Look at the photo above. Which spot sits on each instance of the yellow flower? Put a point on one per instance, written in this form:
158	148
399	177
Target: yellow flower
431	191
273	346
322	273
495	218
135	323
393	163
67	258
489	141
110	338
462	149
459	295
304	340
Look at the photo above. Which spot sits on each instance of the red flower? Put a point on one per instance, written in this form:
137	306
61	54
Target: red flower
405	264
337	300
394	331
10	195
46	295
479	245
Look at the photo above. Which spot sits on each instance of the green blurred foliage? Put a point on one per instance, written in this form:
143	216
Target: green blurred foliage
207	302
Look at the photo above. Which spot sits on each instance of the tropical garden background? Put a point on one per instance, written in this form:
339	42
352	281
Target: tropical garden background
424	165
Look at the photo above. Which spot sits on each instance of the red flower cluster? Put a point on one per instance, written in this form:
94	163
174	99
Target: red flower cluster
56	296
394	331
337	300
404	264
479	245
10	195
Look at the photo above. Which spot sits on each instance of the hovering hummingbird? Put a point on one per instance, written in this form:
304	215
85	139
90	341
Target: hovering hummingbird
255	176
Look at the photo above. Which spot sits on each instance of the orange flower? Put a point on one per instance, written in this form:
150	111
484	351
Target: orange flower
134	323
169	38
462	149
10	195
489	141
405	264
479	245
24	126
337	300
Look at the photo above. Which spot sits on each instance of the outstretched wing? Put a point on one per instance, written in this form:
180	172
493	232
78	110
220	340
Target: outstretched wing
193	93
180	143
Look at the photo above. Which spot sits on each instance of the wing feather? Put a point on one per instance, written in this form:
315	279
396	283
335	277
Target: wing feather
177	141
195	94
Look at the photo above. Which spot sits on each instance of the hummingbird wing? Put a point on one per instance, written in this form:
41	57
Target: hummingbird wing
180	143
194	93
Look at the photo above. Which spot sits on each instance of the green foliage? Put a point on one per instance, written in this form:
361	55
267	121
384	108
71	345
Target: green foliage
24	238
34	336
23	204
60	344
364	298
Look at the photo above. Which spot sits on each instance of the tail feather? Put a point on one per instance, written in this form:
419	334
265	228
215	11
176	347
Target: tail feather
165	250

########

• **TASK OBJECTIVE**: Transcribe exactly, and only, the lines from the one bearing "red flower cluster?" through the last line of the entries, counting both.

• **EXERCISE RESPONSE**:
Look at the photo above. Which spot sits on each instance of the red flower cluster? Put a point on one per instance, written in this form:
94	163
174	99
Target: red flower cluster
56	296
394	331
337	300
404	264
479	245
10	195
Look at the photo above. Which spot sits on each instance of the hovering hummingbird? Put a point on one per instance, written in this form:
304	215
85	139
90	341
Target: hovering hummingbird
255	176
Look at the photo above. Which spot sits on each instance of the orange flower? Put a point on one per instance, written in this form:
150	111
484	351
Target: orange flower
134	323
169	38
462	149
10	195
489	141
405	264
479	245
24	126
337	300
Look at the photo above. Which spot sits on each instance of the outstretched wing? Put a point on one per instance, written in this form:
180	172
493	232
78	110
220	340
Target: outstretched wing
193	93
180	143
Look at the photo above. Which spot sits on each instance of the wing feather? Put a point on one per instance, written in this form:
315	279
396	283
335	277
Target: wing feather
177	141
195	94
Look at the photo above. Which spot sits on each instance of the hummingbird wing? Put a point on one per instance, written in this form:
41	57
Target: hummingbird wing
180	143
194	93
Look at the photo above. Which spot sits on each instance of the green foliage? Put a point on one per instance, written in this form:
361	55
267	121
384	108
71	345
Target: green foliage
24	238
34	336
23	204
60	344
364	298
Look at the photo above. Which spot sits on each instance of the tail feather? Put a point on one per instance, written in this form:
419	334
265	228
215	11
176	347
Target: tail feather
165	250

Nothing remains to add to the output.